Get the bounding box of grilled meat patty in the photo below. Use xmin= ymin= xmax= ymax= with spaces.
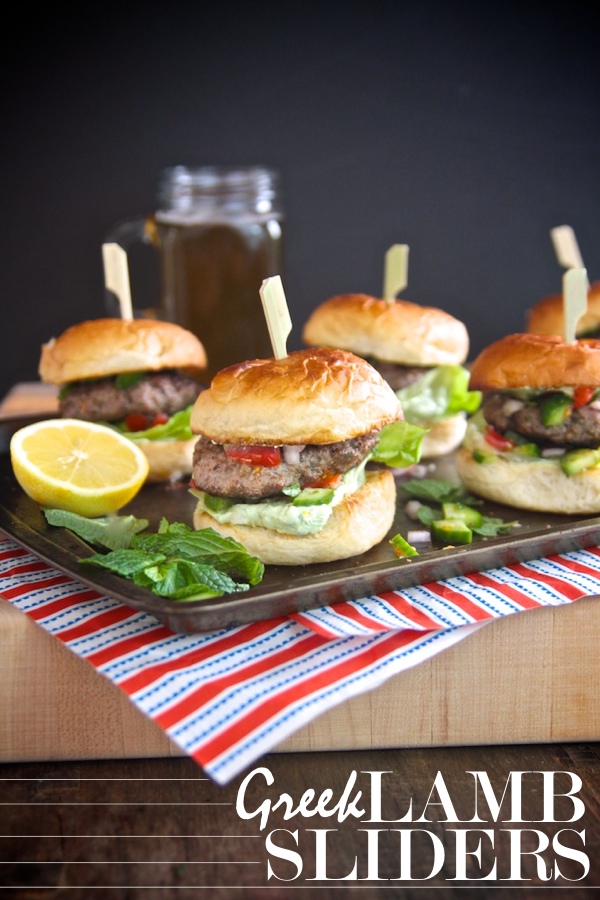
xmin=192 ymin=431 xmax=379 ymax=500
xmin=369 ymin=359 xmax=429 ymax=391
xmin=482 ymin=393 xmax=600 ymax=447
xmin=59 ymin=370 xmax=202 ymax=422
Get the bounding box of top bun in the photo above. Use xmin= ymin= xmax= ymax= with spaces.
xmin=39 ymin=319 xmax=206 ymax=384
xmin=191 ymin=348 xmax=402 ymax=446
xmin=470 ymin=334 xmax=600 ymax=391
xmin=302 ymin=294 xmax=469 ymax=366
xmin=526 ymin=281 xmax=600 ymax=335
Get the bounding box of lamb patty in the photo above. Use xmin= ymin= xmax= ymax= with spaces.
xmin=482 ymin=393 xmax=600 ymax=447
xmin=59 ymin=370 xmax=202 ymax=422
xmin=192 ymin=431 xmax=379 ymax=500
xmin=369 ymin=359 xmax=430 ymax=391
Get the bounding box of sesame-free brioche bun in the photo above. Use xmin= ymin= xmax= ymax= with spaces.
xmin=193 ymin=469 xmax=396 ymax=566
xmin=191 ymin=348 xmax=402 ymax=446
xmin=525 ymin=281 xmax=600 ymax=336
xmin=469 ymin=334 xmax=600 ymax=391
xmin=302 ymin=294 xmax=469 ymax=367
xmin=39 ymin=319 xmax=207 ymax=384
xmin=455 ymin=439 xmax=600 ymax=515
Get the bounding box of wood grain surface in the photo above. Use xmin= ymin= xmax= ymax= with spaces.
xmin=0 ymin=744 xmax=600 ymax=900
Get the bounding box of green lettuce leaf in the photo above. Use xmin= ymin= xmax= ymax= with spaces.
xmin=112 ymin=406 xmax=194 ymax=441
xmin=43 ymin=509 xmax=149 ymax=550
xmin=396 ymin=366 xmax=481 ymax=423
xmin=369 ymin=422 xmax=425 ymax=469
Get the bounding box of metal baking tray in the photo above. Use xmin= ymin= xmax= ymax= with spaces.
xmin=0 ymin=416 xmax=600 ymax=632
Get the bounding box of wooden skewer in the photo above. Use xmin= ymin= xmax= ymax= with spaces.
xmin=550 ymin=225 xmax=584 ymax=269
xmin=383 ymin=244 xmax=408 ymax=303
xmin=260 ymin=275 xmax=292 ymax=359
xmin=563 ymin=268 xmax=588 ymax=343
xmin=102 ymin=244 xmax=133 ymax=319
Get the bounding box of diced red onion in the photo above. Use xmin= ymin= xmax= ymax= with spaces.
xmin=502 ymin=397 xmax=525 ymax=416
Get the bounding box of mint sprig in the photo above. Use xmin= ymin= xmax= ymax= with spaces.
xmin=44 ymin=509 xmax=265 ymax=600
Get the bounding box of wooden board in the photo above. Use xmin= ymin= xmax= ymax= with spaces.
xmin=0 ymin=597 xmax=600 ymax=762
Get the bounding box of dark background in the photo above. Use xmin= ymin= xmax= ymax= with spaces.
xmin=0 ymin=0 xmax=600 ymax=393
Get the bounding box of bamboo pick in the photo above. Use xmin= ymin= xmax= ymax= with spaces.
xmin=563 ymin=267 xmax=588 ymax=343
xmin=550 ymin=225 xmax=584 ymax=269
xmin=260 ymin=275 xmax=292 ymax=359
xmin=383 ymin=244 xmax=408 ymax=303
xmin=102 ymin=244 xmax=133 ymax=319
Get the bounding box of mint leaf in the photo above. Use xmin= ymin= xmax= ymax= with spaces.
xmin=396 ymin=366 xmax=481 ymax=423
xmin=400 ymin=478 xmax=480 ymax=505
xmin=79 ymin=549 xmax=167 ymax=579
xmin=132 ymin=518 xmax=265 ymax=585
xmin=133 ymin=558 xmax=248 ymax=599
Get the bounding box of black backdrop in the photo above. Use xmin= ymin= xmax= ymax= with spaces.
xmin=0 ymin=0 xmax=600 ymax=393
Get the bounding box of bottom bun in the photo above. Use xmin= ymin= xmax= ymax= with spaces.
xmin=455 ymin=448 xmax=600 ymax=515
xmin=421 ymin=413 xmax=467 ymax=459
xmin=194 ymin=469 xmax=396 ymax=566
xmin=134 ymin=437 xmax=198 ymax=481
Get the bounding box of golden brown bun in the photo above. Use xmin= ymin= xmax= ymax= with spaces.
xmin=193 ymin=469 xmax=396 ymax=566
xmin=455 ymin=447 xmax=600 ymax=515
xmin=191 ymin=348 xmax=402 ymax=446
xmin=302 ymin=294 xmax=469 ymax=366
xmin=39 ymin=319 xmax=206 ymax=384
xmin=421 ymin=413 xmax=467 ymax=459
xmin=134 ymin=437 xmax=197 ymax=481
xmin=526 ymin=281 xmax=600 ymax=336
xmin=470 ymin=334 xmax=600 ymax=391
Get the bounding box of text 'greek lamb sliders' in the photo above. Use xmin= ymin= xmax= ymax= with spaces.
xmin=526 ymin=281 xmax=600 ymax=338
xmin=39 ymin=319 xmax=206 ymax=481
xmin=302 ymin=294 xmax=480 ymax=458
xmin=456 ymin=334 xmax=600 ymax=514
xmin=191 ymin=349 xmax=423 ymax=565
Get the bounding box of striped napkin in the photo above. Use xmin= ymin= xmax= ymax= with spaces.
xmin=0 ymin=536 xmax=600 ymax=784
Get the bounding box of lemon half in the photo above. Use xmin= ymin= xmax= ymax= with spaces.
xmin=10 ymin=419 xmax=148 ymax=518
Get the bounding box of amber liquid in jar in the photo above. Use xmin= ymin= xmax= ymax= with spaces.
xmin=154 ymin=167 xmax=283 ymax=378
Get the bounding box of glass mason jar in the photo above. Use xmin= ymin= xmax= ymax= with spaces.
xmin=106 ymin=166 xmax=283 ymax=378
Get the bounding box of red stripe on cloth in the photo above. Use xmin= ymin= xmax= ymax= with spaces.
xmin=298 ymin=591 xmax=446 ymax=638
xmin=191 ymin=631 xmax=424 ymax=765
xmin=153 ymin=633 xmax=329 ymax=732
xmin=86 ymin=621 xmax=180 ymax=666
xmin=466 ymin=572 xmax=541 ymax=609
xmin=52 ymin=604 xmax=138 ymax=648
xmin=24 ymin=590 xmax=99 ymax=624
xmin=548 ymin=553 xmax=600 ymax=586
xmin=119 ymin=618 xmax=285 ymax=694
xmin=2 ymin=568 xmax=72 ymax=600
xmin=377 ymin=591 xmax=447 ymax=631
xmin=423 ymin=581 xmax=490 ymax=622
xmin=511 ymin=563 xmax=581 ymax=600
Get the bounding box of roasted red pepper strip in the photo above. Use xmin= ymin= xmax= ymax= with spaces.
xmin=304 ymin=473 xmax=342 ymax=488
xmin=225 ymin=444 xmax=281 ymax=468
xmin=125 ymin=413 xmax=169 ymax=431
xmin=485 ymin=425 xmax=515 ymax=450
xmin=573 ymin=385 xmax=597 ymax=409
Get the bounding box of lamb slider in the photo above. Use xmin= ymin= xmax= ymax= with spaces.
xmin=191 ymin=348 xmax=423 ymax=565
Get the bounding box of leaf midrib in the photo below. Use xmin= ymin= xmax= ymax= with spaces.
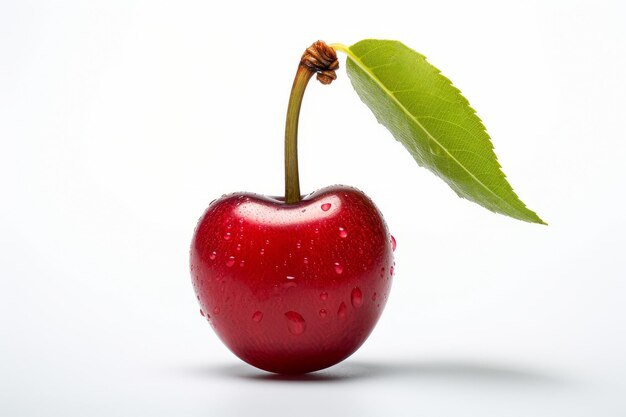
xmin=346 ymin=48 xmax=528 ymax=218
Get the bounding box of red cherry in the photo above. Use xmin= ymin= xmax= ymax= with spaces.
xmin=191 ymin=186 xmax=393 ymax=374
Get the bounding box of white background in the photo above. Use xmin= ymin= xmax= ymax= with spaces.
xmin=0 ymin=0 xmax=626 ymax=417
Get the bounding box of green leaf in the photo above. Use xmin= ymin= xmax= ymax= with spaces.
xmin=333 ymin=39 xmax=545 ymax=224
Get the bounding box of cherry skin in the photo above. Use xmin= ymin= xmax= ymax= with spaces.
xmin=191 ymin=186 xmax=393 ymax=374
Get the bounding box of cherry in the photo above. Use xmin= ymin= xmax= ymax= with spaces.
xmin=191 ymin=186 xmax=393 ymax=373
xmin=191 ymin=41 xmax=395 ymax=373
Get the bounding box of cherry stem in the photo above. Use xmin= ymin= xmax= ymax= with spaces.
xmin=285 ymin=41 xmax=339 ymax=204
xmin=285 ymin=65 xmax=314 ymax=204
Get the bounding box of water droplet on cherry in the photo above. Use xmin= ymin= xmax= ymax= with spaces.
xmin=285 ymin=311 xmax=306 ymax=336
xmin=350 ymin=287 xmax=363 ymax=308
xmin=337 ymin=302 xmax=347 ymax=320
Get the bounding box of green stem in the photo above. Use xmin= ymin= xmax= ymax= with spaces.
xmin=285 ymin=65 xmax=314 ymax=204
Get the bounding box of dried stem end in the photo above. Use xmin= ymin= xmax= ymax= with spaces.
xmin=300 ymin=41 xmax=339 ymax=85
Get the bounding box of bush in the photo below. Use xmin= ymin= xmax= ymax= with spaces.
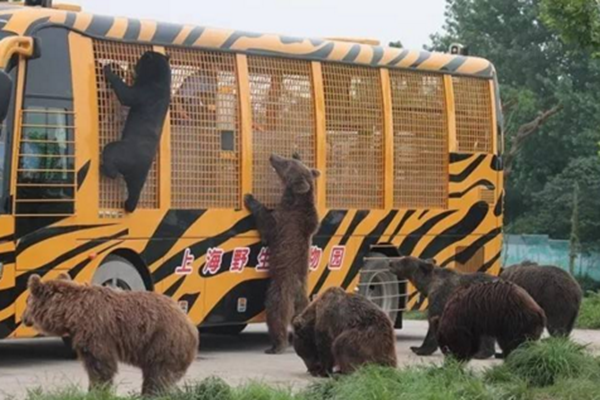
xmin=486 ymin=338 xmax=600 ymax=387
xmin=577 ymin=293 xmax=600 ymax=329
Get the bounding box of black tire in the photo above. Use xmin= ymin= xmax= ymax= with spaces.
xmin=358 ymin=252 xmax=400 ymax=324
xmin=92 ymin=254 xmax=147 ymax=291
xmin=200 ymin=324 xmax=248 ymax=336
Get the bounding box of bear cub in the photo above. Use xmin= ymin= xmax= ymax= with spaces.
xmin=500 ymin=261 xmax=583 ymax=336
xmin=244 ymin=154 xmax=320 ymax=354
xmin=293 ymin=287 xmax=397 ymax=376
xmin=100 ymin=51 xmax=171 ymax=212
xmin=432 ymin=280 xmax=546 ymax=361
xmin=23 ymin=274 xmax=199 ymax=395
xmin=390 ymin=256 xmax=498 ymax=359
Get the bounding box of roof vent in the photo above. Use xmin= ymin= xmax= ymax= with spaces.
xmin=25 ymin=0 xmax=52 ymax=8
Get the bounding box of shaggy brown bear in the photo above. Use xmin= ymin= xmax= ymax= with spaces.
xmin=432 ymin=280 xmax=546 ymax=361
xmin=500 ymin=262 xmax=583 ymax=336
xmin=23 ymin=274 xmax=199 ymax=395
xmin=293 ymin=287 xmax=397 ymax=376
xmin=390 ymin=257 xmax=498 ymax=359
xmin=244 ymin=154 xmax=320 ymax=354
xmin=100 ymin=51 xmax=171 ymax=212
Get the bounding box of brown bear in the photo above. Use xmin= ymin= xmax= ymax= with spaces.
xmin=293 ymin=287 xmax=397 ymax=376
xmin=23 ymin=274 xmax=199 ymax=395
xmin=244 ymin=154 xmax=320 ymax=354
xmin=431 ymin=280 xmax=546 ymax=361
xmin=500 ymin=261 xmax=583 ymax=336
xmin=390 ymin=256 xmax=498 ymax=359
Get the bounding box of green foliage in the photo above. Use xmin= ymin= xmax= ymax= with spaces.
xmin=486 ymin=338 xmax=600 ymax=387
xmin=431 ymin=0 xmax=600 ymax=248
xmin=542 ymin=0 xmax=600 ymax=50
xmin=577 ymin=292 xmax=600 ymax=329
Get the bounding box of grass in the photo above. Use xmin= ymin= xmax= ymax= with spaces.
xmin=18 ymin=338 xmax=600 ymax=400
xmin=576 ymin=292 xmax=600 ymax=329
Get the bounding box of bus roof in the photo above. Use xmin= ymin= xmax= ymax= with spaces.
xmin=0 ymin=3 xmax=495 ymax=79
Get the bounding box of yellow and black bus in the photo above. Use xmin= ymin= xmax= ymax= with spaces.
xmin=0 ymin=1 xmax=503 ymax=338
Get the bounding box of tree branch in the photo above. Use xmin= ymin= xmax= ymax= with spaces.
xmin=503 ymin=104 xmax=562 ymax=180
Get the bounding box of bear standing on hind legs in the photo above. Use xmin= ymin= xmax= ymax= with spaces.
xmin=244 ymin=154 xmax=320 ymax=354
xmin=100 ymin=51 xmax=171 ymax=212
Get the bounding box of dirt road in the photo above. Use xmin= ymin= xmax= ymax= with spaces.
xmin=0 ymin=321 xmax=600 ymax=399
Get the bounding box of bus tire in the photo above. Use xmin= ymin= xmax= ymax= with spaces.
xmin=200 ymin=324 xmax=248 ymax=336
xmin=358 ymin=252 xmax=400 ymax=325
xmin=92 ymin=254 xmax=146 ymax=292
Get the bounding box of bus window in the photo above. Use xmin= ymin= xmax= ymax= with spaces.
xmin=248 ymin=56 xmax=316 ymax=207
xmin=323 ymin=63 xmax=384 ymax=209
xmin=390 ymin=70 xmax=448 ymax=209
xmin=452 ymin=76 xmax=494 ymax=153
xmin=168 ymin=48 xmax=241 ymax=209
xmin=94 ymin=40 xmax=159 ymax=209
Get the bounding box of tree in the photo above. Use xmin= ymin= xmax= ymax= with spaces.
xmin=542 ymin=0 xmax=600 ymax=52
xmin=429 ymin=0 xmax=600 ymax=247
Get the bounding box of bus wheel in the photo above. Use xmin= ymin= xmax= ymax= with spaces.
xmin=92 ymin=254 xmax=146 ymax=292
xmin=200 ymin=324 xmax=248 ymax=336
xmin=358 ymin=253 xmax=400 ymax=323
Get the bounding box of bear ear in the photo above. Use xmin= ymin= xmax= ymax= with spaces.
xmin=27 ymin=274 xmax=44 ymax=296
xmin=292 ymin=179 xmax=310 ymax=194
xmin=56 ymin=272 xmax=72 ymax=281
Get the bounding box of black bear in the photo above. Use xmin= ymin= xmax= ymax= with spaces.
xmin=244 ymin=154 xmax=320 ymax=354
xmin=390 ymin=256 xmax=498 ymax=359
xmin=293 ymin=287 xmax=397 ymax=376
xmin=100 ymin=51 xmax=171 ymax=212
xmin=500 ymin=261 xmax=583 ymax=336
xmin=431 ymin=280 xmax=546 ymax=361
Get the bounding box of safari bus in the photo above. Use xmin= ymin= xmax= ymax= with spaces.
xmin=0 ymin=0 xmax=503 ymax=338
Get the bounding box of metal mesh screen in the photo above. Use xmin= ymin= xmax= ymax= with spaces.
xmin=168 ymin=48 xmax=241 ymax=209
xmin=94 ymin=40 xmax=159 ymax=209
xmin=390 ymin=71 xmax=448 ymax=208
xmin=248 ymin=57 xmax=316 ymax=207
xmin=452 ymin=77 xmax=493 ymax=153
xmin=323 ymin=63 xmax=384 ymax=209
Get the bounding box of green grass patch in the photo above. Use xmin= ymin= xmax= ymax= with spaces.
xmin=18 ymin=338 xmax=600 ymax=400
xmin=486 ymin=338 xmax=600 ymax=387
xmin=576 ymin=292 xmax=600 ymax=329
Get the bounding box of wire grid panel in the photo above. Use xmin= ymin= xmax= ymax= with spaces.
xmin=323 ymin=63 xmax=385 ymax=209
xmin=248 ymin=56 xmax=316 ymax=207
xmin=168 ymin=48 xmax=241 ymax=209
xmin=390 ymin=71 xmax=449 ymax=208
xmin=93 ymin=40 xmax=159 ymax=209
xmin=452 ymin=76 xmax=494 ymax=153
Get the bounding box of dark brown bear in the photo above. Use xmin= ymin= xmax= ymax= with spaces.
xmin=293 ymin=287 xmax=397 ymax=376
xmin=23 ymin=275 xmax=199 ymax=395
xmin=431 ymin=280 xmax=546 ymax=361
xmin=100 ymin=51 xmax=171 ymax=212
xmin=244 ymin=155 xmax=320 ymax=354
xmin=500 ymin=262 xmax=583 ymax=336
xmin=390 ymin=257 xmax=498 ymax=359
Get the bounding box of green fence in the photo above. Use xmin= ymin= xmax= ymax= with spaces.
xmin=502 ymin=235 xmax=600 ymax=282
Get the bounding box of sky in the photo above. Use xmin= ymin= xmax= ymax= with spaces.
xmin=68 ymin=0 xmax=445 ymax=49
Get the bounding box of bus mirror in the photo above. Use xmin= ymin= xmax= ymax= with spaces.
xmin=0 ymin=71 xmax=12 ymax=123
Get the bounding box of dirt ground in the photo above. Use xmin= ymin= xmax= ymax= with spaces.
xmin=0 ymin=321 xmax=600 ymax=399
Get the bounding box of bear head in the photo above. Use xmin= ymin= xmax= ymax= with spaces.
xmin=135 ymin=51 xmax=171 ymax=85
xmin=269 ymin=153 xmax=321 ymax=196
xmin=389 ymin=256 xmax=436 ymax=294
xmin=22 ymin=273 xmax=77 ymax=336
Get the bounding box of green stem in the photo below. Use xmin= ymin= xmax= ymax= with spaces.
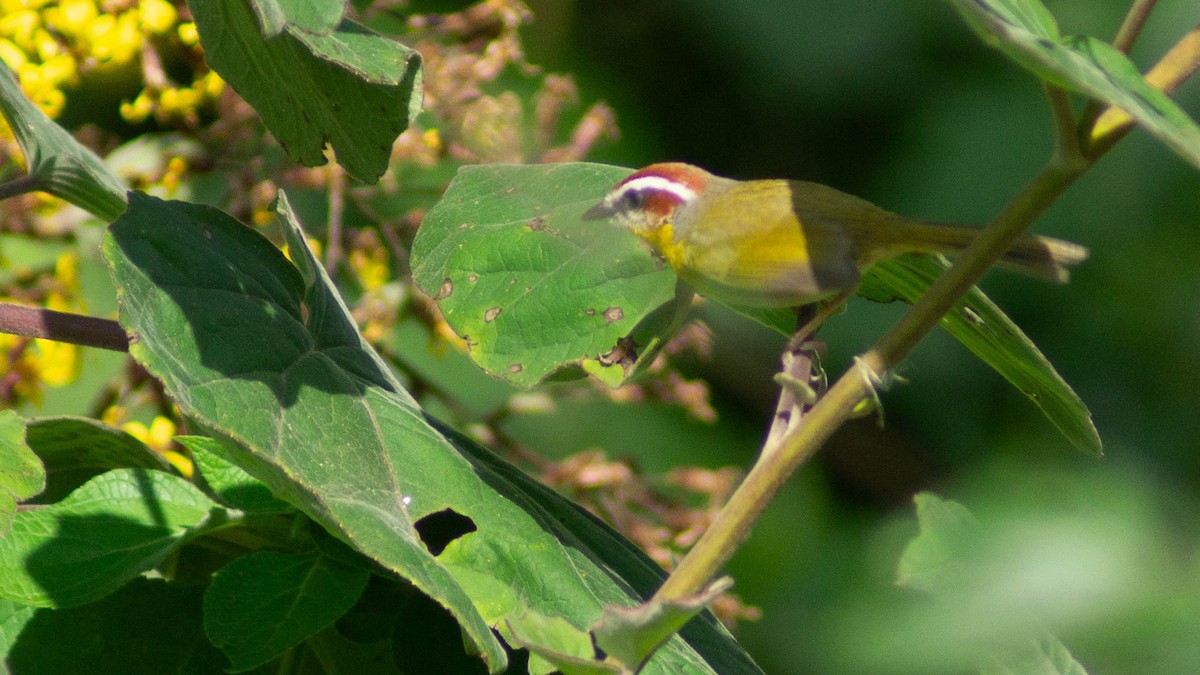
xmin=655 ymin=155 xmax=1087 ymax=599
xmin=1079 ymin=0 xmax=1158 ymax=130
xmin=1112 ymin=0 xmax=1158 ymax=54
xmin=0 ymin=174 xmax=40 ymax=201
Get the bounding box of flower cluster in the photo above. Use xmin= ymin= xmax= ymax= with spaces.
xmin=0 ymin=251 xmax=83 ymax=407
xmin=0 ymin=0 xmax=224 ymax=149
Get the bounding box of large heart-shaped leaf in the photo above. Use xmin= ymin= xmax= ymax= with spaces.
xmin=104 ymin=189 xmax=756 ymax=673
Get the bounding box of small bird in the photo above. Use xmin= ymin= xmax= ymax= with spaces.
xmin=583 ymin=162 xmax=1087 ymax=307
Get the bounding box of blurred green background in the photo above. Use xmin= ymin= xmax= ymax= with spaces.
xmin=510 ymin=0 xmax=1200 ymax=673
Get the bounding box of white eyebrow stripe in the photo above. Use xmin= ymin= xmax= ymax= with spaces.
xmin=612 ymin=175 xmax=696 ymax=204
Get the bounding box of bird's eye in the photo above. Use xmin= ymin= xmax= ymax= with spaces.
xmin=620 ymin=190 xmax=646 ymax=210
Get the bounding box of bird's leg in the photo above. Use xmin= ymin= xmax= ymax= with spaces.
xmin=787 ymin=287 xmax=857 ymax=352
xmin=763 ymin=305 xmax=826 ymax=453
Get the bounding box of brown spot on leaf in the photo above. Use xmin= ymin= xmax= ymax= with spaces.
xmin=433 ymin=276 xmax=454 ymax=300
xmin=596 ymin=338 xmax=637 ymax=370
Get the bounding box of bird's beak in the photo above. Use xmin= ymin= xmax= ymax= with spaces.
xmin=582 ymin=201 xmax=617 ymax=220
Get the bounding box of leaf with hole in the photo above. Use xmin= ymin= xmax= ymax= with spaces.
xmin=413 ymin=163 xmax=686 ymax=387
xmin=104 ymin=189 xmax=756 ymax=673
xmin=0 ymin=411 xmax=46 ymax=537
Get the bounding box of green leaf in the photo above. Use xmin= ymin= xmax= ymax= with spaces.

· · ·

§ **Exercise instructions**:
Give the lines again from the one holding "Get the bounding box of flower" through the end of the material, both ends included, switching "brown spot" to "dark patch" and leaving everything else unchanged.

§ **Expected answer**:
Get the bounding box of flower cluster in the photo above. Use xmin= ymin= xmax= ymax= with spaces.
xmin=0 ymin=251 xmax=83 ymax=407
xmin=0 ymin=0 xmax=224 ymax=149
Get the bounding box of large heart-shaped leaf in the photo above. Use xmin= ymin= xmax= ymax= with spaces.
xmin=104 ymin=189 xmax=756 ymax=673
Get the bounding box of small bird in the photo above. Use xmin= ymin= xmax= ymax= with spaces.
xmin=583 ymin=162 xmax=1087 ymax=307
Get the bounding box of blurred green background in the photo above. Use xmin= ymin= xmax= ymax= with spaces.
xmin=510 ymin=0 xmax=1200 ymax=673
Get the bounding box of white eyebrow stripe in the photo above. Use xmin= ymin= xmax= ymax= with spaces.
xmin=612 ymin=175 xmax=696 ymax=204
Get the bounding box of bird's eye in the photo above. Use xmin= ymin= xmax= ymax= with spaces.
xmin=620 ymin=190 xmax=646 ymax=210
Get the bounding box of bird's leg in the photo above. Use xmin= ymin= xmax= ymax= with spaces.
xmin=787 ymin=287 xmax=857 ymax=352
xmin=763 ymin=305 xmax=826 ymax=453
Get the bounding box of dark patch on leaf in the photo above. Use xmin= ymin= xmax= ymax= with spaces.
xmin=433 ymin=276 xmax=454 ymax=300
xmin=596 ymin=338 xmax=637 ymax=370
Get the bounding box of bird's beak in the photo above. Use xmin= ymin= xmax= ymax= with spaces.
xmin=582 ymin=201 xmax=617 ymax=220
Get the bounding box of leaf with hole in the photo above. Use xmin= ymin= xmax= ymax= with spaces.
xmin=413 ymin=163 xmax=686 ymax=387
xmin=104 ymin=189 xmax=756 ymax=673
xmin=0 ymin=411 xmax=46 ymax=537
Get the bounding box of green leaf in the photo above. Use xmin= ymin= xmax= ymax= with spaces.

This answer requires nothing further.